Extracted text:
Our community has a well deserved reputation of recognizing problems (or opportunities) and coming together to address them. The emerging crisis of single use plastics is a good example. Delray city government has implemented a sensible plan for banning plastic straws. We all recognize this is a symbolic gesture, a good first step, and more needs to be done quickly. There is much more that can be done once we recognize the magnitude of the problem.
One doesn’t need to be an alarmist to realize that the world is being overwhelmed by plastic. It simply doesn’t go away. The first plastic plate or straw ever manufactured is still sitting (not rotting) in a landfill or the bottom of the ocean. We produce over 300 million metric tons of the stuff every year and about 40% of it finds its way to the ocean where it swirls around or sinks to the bottom. And remains there forever.
Or it gets consumed by a fish, a whale, a bird, a turtle, a seal or a clam. The plastic obviously isn’t digestible so it collects in the guts of the animal until it dies. We have all read stories about whales washing dead on the shore that are filled to bursting with single use plastics. They can’t digest or excrete it. So they die. The thing is that plastic bags look like jellyfish and shiny plastic pieces look like minnows. So the birds and seals and fish and whales swallow it. To their eternal regret.
That’s not the worst part. Or the only issue. Beaches all over the world are littered and covered with plastic residue up to the level of several feet as tides, currents, and winds circulate and deposit tons of the stuff on previously pristine beaches. And bays and harbors. The bottom of the ocean 10,000 feet (or more than 2 miles) deep is littered with plastic refuse. And in 30 years there will be more plastic in the ocean than there will be animal life.
There is also an insidious part. Another way plastic works its way into the ocean is microbeads and tiny particles of plastic. Microbeads are used in toothpaste and other products which flow into waste water and rivers and then into oceans. Microbeads can be absorbed into the bodies of both the fin fish and shell fish that we consume. What happens in our bodies we don’t yet know. But we do know that microbeads act like sponges absorbing and concentrating toxins such as mercury and arsenic.

Problem details: Write the next part of the piece on single-use plastics, continuing on from its last sentence.

Supplied entries:
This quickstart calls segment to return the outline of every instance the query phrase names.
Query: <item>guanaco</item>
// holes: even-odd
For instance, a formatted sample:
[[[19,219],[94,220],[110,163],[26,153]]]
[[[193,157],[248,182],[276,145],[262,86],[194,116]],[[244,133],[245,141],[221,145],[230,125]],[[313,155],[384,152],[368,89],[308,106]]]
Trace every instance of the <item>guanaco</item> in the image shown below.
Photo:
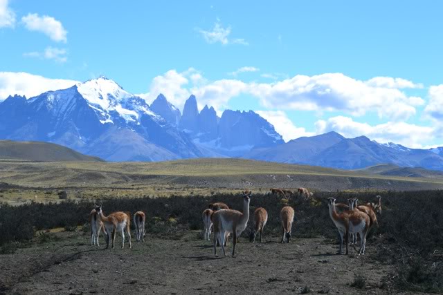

---

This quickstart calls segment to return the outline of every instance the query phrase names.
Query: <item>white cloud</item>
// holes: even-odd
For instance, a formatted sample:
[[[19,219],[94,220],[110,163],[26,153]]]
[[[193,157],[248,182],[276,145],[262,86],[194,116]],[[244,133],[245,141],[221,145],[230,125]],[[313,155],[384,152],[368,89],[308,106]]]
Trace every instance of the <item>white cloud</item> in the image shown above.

Response for this exercise:
With these concerns in mind, the Chamber of Commerce and the city government of Delray are sponsoring a Town Hall meeting on April 29th at the Crest Theater in Old School Square. The meeting will consist of an Exhibitor Showcase and formal speeches. The doors to the Showcase open at 5:00 and the presentations begin at 6:00. Both the Showcase and the presenters consist of leaders notable in the field of sustainability. Participants will be engaged in a serious discussion of the future of single use plastics, a little fun with art and music from discarded plastic, and a chance to help determine the way forward. Participants will hear about the scope of the problem, what various organizations and companies are doing about it, and what citizens can do. Every day.
The meeting is ultimately about consciousness raising. We are all vaguely aware of the problem but perhaps not its scope and usually it doesn’t rise to the level of us doing something about it. How many times have we gone to the supermarket (or big box store or hardware store or drug store) and left our reusable bags in the car? Consciousness raising will make us more aware of what we need to do. And the Town Hall meeting will provide all of us with a toolkit of things we can do daily to help remediate this alarming scourge.
Jim Chard is a civic activist and contributing writer to WiseTribe. He is coordinating the Plastic Planet Town Hall on behalf of the Delray Beach Chamber of Commerce and the City of Delray.